#### SOURCE MATERIAL ####
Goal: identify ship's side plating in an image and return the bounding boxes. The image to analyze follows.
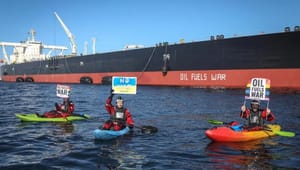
[1,31,300,89]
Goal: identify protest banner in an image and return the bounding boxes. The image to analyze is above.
[245,78,270,101]
[56,84,71,98]
[112,76,137,94]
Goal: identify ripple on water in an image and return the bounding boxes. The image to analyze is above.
[0,82,299,169]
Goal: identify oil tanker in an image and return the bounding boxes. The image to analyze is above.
[1,13,300,90]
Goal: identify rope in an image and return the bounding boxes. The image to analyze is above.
[137,46,157,80]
####
(THE PROBLEM): Set down every line above exactly, pictures excluded.

(FINISHED EXERCISE):
Goal: identify ship's side plating in an image and return the bounding boxes. The image to analyze follows.
[1,31,300,89]
Goal: identify protest banner in an image and return the bounding boxes. The image to analyze is above.
[245,78,270,101]
[56,84,71,98]
[112,76,137,94]
Goal: identify ripple on water in an image and return the bounding boxes. The image to analyze is above.
[0,82,299,169]
Goal: identify oil tanker in an image and return the bounding boxes. The image to analyze is above.
[1,13,300,90]
Goal: identify rope in an image and return the bounding boxes. The image to analyze is above.
[137,46,157,80]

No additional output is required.